### EXERCISE DESCRIPTION
I need the lines from the one with "Mark the innermost point of each instance of the pointed" through the end of the material, copied exactly and with nothing else included.

### RECORDS PROVIDED
******

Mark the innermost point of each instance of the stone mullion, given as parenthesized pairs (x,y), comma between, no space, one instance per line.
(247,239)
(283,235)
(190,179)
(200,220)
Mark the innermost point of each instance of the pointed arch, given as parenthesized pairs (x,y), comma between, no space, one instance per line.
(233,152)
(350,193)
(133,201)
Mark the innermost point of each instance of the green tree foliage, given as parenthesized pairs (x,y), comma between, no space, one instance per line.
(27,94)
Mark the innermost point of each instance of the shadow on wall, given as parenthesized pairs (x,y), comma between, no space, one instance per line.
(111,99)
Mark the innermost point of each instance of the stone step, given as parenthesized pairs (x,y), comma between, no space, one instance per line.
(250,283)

******

### RESULT OF THIS TASK
Mark the innermost point of each instance of the pointed arch, given as parenthesized pairs (x,y), comma between, no space, one instance per line.
(233,152)
(350,193)
(133,201)
Mark the innermost point of each instance of the green tree foliage, given as parenthesized pairs (x,y), comma between, no space, one instance per line.
(27,94)
Mark the innermost point of each instance of the shadow on wall, given as parenthesized pairs (x,y), comma between, no space, one instance per line.
(111,99)
Mark the innermost point of each instance of the stone step, given as parenthesized pairs (x,y), comma between, no space, one instance per line.
(250,283)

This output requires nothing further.